(Dataset rows on where objects appear)
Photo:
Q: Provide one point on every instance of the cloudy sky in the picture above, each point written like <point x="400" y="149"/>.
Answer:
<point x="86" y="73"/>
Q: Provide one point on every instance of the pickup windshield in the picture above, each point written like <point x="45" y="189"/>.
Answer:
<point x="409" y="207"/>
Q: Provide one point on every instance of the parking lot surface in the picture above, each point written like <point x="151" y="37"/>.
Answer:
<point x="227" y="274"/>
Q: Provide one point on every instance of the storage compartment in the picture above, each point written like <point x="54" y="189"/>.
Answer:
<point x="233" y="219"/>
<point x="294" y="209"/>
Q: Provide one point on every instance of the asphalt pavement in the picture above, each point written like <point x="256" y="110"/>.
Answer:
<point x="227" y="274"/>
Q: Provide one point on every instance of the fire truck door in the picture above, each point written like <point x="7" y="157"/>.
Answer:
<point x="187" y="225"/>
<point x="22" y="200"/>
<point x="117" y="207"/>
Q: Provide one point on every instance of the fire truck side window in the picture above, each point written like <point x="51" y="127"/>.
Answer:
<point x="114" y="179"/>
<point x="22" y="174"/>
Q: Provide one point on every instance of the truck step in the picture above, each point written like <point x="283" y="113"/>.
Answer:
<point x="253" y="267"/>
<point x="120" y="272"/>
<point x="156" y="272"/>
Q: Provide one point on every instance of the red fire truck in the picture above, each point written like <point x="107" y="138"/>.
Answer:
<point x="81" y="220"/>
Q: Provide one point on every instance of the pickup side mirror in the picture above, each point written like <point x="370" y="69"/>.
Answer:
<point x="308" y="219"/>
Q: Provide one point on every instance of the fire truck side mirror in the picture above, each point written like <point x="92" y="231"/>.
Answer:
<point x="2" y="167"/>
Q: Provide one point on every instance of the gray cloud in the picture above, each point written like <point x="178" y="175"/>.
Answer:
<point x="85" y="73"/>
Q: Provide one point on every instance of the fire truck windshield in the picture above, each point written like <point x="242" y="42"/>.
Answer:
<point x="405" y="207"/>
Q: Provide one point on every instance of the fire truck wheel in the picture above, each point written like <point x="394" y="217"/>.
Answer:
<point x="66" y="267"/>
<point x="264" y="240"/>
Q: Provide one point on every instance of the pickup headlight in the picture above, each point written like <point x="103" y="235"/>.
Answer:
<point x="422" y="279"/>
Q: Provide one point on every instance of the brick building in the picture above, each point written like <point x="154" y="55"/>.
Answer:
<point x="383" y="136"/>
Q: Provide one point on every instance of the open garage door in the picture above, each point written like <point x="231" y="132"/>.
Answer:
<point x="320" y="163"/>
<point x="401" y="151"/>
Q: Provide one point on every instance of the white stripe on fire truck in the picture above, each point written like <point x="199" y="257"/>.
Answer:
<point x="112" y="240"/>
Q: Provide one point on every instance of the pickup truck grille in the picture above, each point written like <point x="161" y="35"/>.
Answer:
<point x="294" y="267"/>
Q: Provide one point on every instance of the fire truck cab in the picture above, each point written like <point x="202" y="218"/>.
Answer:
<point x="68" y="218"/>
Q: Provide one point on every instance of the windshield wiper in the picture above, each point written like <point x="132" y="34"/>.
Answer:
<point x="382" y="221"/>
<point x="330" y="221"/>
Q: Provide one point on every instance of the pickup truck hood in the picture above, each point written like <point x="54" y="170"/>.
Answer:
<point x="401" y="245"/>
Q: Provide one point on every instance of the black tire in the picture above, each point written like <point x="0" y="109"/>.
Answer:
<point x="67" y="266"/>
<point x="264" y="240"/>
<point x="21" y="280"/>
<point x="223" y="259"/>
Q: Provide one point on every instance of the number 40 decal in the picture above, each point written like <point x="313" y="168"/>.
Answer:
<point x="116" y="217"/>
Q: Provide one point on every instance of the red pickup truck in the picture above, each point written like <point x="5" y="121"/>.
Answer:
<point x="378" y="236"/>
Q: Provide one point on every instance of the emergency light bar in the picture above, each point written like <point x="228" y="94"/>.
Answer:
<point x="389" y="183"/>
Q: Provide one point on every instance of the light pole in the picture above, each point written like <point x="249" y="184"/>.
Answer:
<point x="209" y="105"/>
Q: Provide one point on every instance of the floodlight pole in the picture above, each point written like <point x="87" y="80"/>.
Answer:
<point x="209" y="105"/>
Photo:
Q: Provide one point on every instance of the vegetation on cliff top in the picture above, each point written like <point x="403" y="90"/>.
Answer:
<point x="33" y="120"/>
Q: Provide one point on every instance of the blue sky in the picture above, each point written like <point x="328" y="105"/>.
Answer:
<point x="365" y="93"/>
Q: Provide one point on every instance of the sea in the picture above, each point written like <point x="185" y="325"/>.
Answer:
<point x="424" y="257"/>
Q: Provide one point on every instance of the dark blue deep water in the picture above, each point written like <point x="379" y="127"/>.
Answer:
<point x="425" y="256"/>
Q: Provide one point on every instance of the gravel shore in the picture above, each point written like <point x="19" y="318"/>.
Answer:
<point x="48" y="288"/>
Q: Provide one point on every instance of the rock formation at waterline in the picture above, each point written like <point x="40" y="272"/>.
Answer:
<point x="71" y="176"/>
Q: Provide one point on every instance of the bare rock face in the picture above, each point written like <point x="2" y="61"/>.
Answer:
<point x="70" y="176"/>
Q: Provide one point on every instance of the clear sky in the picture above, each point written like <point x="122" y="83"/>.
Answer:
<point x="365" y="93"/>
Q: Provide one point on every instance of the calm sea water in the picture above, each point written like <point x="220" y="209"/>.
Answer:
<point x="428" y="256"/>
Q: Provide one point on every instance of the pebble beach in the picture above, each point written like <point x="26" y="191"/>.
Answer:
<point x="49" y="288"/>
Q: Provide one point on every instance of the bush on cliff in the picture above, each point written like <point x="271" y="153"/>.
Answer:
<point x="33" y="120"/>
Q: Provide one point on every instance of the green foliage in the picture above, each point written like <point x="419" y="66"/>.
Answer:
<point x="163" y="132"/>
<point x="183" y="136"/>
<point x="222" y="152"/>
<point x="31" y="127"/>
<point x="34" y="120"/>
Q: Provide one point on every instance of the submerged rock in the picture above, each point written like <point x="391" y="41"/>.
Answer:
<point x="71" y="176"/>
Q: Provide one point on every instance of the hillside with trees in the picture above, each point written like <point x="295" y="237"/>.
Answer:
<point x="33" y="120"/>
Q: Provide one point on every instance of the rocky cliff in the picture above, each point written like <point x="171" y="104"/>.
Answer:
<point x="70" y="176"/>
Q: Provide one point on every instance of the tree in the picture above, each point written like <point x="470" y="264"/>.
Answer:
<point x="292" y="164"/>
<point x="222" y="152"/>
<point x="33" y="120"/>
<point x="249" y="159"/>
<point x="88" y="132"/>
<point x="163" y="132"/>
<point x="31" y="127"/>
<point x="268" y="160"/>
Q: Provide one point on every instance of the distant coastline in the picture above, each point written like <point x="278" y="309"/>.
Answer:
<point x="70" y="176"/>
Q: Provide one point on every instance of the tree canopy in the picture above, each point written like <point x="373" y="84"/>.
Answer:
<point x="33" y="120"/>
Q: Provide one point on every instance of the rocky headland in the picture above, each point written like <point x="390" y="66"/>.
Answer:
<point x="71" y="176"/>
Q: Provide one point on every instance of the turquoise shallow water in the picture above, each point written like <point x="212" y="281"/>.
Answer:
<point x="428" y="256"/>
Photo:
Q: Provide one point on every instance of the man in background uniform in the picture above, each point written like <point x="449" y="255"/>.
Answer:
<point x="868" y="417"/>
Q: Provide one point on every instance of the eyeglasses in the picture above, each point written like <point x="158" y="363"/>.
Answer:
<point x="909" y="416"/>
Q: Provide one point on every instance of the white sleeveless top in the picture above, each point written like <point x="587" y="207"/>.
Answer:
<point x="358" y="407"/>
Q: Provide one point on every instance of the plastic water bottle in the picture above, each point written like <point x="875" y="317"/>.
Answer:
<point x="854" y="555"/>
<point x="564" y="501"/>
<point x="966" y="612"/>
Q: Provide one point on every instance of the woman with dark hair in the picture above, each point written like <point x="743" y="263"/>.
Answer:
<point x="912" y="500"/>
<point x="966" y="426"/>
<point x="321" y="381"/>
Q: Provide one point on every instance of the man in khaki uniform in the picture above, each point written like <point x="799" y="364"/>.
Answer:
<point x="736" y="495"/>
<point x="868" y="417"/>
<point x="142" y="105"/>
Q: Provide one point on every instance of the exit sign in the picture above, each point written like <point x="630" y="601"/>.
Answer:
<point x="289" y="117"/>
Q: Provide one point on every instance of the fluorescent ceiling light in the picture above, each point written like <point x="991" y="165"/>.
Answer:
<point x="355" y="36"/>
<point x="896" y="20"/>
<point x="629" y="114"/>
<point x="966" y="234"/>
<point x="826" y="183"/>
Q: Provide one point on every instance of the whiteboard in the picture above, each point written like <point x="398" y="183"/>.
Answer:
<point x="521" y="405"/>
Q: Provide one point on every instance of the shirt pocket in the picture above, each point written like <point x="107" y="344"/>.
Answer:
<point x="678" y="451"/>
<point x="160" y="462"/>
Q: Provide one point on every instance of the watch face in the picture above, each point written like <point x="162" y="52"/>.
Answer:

**Work to complete:**
Locate "Q: Provide one point on every instance of the woman" in the data above. Then repeat, exactly, its line and each line after it through the last, adding nothing.

**Complete output:**
Q: Provide one point on every instance of the woman with dark hair in the picture above, each point written like <point x="743" y="263"/>.
Answer:
<point x="912" y="500"/>
<point x="966" y="426"/>
<point x="321" y="381"/>
Q: Provide one point on every instance of the man in khaki uniform in the picture above, each point written like <point x="799" y="364"/>.
Answer:
<point x="736" y="495"/>
<point x="868" y="417"/>
<point x="142" y="105"/>
Q: Provide one point on every instance of the exit sign in the picture above, each point written like <point x="630" y="601"/>.
Answer:
<point x="289" y="117"/>
Q: Provide one point on every instance of the fluorescent ceiling light in the picture above, each point written like <point x="991" y="165"/>.
Answer:
<point x="355" y="36"/>
<point x="896" y="20"/>
<point x="629" y="114"/>
<point x="966" y="234"/>
<point x="826" y="183"/>
Q: Provide one point on every instance of the whiteboard in the picture above, each point written like <point x="398" y="183"/>.
Answer:
<point x="521" y="405"/>
Q: Provide one point on every instance of the shirt pocket in the picture above, each point written like <point x="107" y="344"/>.
Answer:
<point x="678" y="451"/>
<point x="160" y="462"/>
Q: Provide one point on every instance of the watch face in the picture above, each point written like <point x="162" y="52"/>.
Answer:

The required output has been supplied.